Passage proposé →
Dans le désert, beaucoup eurent le cœur endurci, se
fermèrent à la miséricorde divine, et se maintinrent dans
cette attitude de "murmure". Oh, le murmure, ce péché
sournois qui critique l'autorité, qui critique même ceux qui
nous aiment en famille, en communauté ! Comme le diable est
puissant à allumer en nos cœurs ce détestable esprit de
critique qui détruit parfois même les amitiés les plus
fortes ! Le disciple du Christ, comme Lui, ne murmure pas ;
il accepte l'épreuve comme venant de Dieu, et s'unit à la
souffrance du Christ.
Le
murmure est une attitude orgueilleuse de rébellion,
incompatible avec l'amour de Dieu pour nous. Ceux qui
moururent dans le désert avaient le cœur endurci, et Jésus
invite ses auditeurs à ne pas leur ressembler. En même
temps, Il nous explique que tout accident, technique ou
naturel, n'est pas en soi une punition : ces Galiléens –
nous pourrions dire : ces Haïtiens, toutes les victimes de
catastrophes, n'ont pas été "punis" au sens d'une sentence
judiciaire incontournable et méritée. Peut-être que parmi
eux s'en trouvaient-ils au cœur endurci, mais il y en a
certainement beaucoup d'autres aussi dans le reste du monde.
Du reste nous sommes tous "condamnés à mort", et seul Dieu
connaît l'heure de notre mort.

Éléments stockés
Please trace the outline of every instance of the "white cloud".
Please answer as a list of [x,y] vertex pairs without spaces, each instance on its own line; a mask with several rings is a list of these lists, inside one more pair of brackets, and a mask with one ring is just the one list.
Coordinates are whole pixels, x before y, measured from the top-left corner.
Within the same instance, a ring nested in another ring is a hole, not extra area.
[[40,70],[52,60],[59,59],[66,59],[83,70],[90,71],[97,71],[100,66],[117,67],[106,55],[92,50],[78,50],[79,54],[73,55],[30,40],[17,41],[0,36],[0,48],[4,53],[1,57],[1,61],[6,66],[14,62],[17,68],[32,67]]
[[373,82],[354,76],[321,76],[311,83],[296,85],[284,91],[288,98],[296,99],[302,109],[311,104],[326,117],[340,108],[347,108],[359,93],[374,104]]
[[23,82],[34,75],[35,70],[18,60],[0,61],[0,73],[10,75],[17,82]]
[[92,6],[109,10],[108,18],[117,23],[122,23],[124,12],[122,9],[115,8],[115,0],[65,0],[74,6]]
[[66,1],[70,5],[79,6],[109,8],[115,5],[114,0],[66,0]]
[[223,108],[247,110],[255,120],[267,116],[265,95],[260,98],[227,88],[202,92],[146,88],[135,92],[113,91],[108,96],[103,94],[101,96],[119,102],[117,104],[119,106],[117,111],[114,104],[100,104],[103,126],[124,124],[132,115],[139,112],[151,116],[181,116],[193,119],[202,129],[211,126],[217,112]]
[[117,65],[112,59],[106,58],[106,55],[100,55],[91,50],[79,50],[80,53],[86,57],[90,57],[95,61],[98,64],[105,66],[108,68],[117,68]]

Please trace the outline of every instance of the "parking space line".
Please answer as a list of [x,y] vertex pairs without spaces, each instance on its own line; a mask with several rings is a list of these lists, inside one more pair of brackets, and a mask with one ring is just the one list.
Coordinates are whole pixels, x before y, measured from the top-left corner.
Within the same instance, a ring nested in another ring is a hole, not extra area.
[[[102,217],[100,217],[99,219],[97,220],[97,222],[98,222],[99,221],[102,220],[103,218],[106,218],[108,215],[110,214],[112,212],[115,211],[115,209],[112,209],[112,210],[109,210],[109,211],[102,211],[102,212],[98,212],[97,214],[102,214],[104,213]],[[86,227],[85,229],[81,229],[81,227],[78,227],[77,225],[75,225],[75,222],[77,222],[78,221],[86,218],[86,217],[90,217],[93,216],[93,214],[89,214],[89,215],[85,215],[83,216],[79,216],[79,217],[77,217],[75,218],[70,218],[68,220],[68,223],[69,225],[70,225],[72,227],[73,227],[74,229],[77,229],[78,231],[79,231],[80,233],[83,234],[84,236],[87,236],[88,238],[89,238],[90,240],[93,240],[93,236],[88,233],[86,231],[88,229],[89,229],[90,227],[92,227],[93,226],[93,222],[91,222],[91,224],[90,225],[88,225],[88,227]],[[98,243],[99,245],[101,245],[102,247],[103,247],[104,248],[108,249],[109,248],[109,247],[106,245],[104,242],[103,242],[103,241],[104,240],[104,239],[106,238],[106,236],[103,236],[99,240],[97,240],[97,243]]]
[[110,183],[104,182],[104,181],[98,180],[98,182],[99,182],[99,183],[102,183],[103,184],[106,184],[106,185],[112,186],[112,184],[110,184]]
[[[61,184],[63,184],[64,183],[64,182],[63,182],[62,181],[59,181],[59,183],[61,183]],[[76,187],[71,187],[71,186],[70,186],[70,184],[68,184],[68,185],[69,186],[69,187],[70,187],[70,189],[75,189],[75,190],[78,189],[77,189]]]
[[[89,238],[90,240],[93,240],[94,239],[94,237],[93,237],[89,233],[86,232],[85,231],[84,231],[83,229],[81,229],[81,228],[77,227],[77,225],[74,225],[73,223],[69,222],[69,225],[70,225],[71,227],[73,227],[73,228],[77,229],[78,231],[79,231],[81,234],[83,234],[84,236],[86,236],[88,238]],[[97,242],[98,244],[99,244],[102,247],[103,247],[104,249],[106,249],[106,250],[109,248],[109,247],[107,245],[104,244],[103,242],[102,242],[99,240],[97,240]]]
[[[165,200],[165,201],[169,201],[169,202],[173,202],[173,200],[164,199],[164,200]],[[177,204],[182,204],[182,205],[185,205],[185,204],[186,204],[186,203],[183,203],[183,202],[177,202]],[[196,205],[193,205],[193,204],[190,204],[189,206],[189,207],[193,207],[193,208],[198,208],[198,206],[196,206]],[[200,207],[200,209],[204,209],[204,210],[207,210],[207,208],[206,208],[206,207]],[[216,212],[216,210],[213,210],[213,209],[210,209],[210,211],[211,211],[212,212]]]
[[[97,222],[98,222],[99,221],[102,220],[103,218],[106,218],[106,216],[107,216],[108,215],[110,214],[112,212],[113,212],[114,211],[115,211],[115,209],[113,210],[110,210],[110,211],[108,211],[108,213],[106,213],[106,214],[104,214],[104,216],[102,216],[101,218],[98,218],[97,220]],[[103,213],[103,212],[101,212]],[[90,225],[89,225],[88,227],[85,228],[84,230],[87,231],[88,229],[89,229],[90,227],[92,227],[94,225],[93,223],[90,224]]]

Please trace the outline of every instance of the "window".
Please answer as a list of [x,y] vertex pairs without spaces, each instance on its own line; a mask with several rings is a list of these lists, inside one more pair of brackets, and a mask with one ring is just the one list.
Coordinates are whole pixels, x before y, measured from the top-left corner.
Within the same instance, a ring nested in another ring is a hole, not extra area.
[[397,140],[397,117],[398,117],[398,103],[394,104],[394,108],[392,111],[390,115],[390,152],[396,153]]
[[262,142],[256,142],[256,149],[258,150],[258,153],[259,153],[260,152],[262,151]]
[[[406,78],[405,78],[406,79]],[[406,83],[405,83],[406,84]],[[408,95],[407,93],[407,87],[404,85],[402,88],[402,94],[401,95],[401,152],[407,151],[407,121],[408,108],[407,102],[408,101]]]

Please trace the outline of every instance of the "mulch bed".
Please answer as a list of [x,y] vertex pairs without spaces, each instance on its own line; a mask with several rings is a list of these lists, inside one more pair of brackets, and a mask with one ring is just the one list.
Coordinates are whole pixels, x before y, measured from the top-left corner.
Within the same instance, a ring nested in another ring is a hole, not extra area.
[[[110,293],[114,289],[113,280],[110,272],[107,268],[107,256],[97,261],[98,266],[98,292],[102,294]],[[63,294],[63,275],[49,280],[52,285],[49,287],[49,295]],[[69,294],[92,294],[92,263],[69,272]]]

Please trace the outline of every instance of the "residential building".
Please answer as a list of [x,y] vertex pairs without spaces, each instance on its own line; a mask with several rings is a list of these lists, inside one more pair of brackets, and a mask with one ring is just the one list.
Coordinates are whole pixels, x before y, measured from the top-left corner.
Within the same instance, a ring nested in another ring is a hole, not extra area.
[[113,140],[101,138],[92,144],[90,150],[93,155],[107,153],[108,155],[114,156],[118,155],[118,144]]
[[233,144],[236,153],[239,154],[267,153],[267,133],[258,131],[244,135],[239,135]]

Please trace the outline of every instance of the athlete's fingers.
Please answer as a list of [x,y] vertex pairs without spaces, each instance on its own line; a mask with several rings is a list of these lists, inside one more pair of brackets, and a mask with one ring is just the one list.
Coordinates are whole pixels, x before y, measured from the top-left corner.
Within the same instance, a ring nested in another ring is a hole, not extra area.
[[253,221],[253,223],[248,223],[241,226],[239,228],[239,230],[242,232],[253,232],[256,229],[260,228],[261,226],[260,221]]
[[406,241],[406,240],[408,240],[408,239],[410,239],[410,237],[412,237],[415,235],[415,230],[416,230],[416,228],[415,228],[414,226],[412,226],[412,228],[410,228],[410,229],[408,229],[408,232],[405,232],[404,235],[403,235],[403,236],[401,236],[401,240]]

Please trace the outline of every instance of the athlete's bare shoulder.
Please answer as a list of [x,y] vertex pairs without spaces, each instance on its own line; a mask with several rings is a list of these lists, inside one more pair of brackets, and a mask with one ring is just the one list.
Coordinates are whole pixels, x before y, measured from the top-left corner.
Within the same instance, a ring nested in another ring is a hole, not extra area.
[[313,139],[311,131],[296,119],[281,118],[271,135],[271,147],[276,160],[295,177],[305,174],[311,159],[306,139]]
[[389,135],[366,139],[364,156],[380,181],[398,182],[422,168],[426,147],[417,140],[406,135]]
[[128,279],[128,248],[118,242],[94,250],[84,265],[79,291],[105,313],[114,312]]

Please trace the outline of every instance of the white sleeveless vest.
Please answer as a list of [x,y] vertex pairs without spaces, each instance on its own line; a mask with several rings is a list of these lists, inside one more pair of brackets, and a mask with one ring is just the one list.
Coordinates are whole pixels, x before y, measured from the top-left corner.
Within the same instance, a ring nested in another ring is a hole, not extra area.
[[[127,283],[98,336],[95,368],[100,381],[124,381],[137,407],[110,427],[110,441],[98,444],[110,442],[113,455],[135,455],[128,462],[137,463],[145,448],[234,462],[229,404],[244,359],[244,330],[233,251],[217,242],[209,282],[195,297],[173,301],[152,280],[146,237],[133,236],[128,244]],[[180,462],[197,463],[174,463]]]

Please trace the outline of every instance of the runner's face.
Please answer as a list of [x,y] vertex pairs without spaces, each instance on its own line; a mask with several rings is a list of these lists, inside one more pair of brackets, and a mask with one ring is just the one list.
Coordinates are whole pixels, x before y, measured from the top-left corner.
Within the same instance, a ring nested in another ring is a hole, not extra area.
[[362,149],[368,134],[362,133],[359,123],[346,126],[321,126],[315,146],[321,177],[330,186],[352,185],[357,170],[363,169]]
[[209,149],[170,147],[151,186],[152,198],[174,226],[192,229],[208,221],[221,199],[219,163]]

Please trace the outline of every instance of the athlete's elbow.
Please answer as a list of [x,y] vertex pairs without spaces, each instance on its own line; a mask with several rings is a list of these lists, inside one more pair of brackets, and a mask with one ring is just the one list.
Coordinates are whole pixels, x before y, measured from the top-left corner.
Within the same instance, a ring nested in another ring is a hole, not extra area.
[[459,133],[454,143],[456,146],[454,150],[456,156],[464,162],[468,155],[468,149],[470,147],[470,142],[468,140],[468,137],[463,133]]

Problème à résoudre →
Prolongez le passage sur le murmure en commençant juste après sa dernière phrase.

Réponse de l'exercice →
Dieu est
patient avec chacun de nous. Il attend que nous produisions
du fruit. Même si ce fruit tarde, Il attend et patiente ;
nous ne savons pas combien de temps durera cette "patience"
divine, mais n'en abusons pas, parce que Dieu, le Maître de
la vie et de la mort, peut nous appeler plus tôt que nous ne
le croyons : moins notre cœur sera endurci, moins nous
aurons murmuré et critiqué, et plus nous produirons de bons
fruits que le Maître cueillera avec satisfaction à l'heure
voulue.
Si notre
conscience nous reproche ces "murmures", si nous avons des
difficultés à les éviter, recourons aux pratiques évoquées
par la Prière du jour : prières, jeûnes, aumônes. Ces
saintes pratiques, dont il ne faut pas non plus abuser, sont
très salutaires pour le progrès intérieur. Le Carême est là
pour nous le rappeler et nous y aider. Que Dieu accepte
ainsi nos petits efforts, et nous aide à nous purifier, dans
la joie de connaître bientôt la Libération pascale.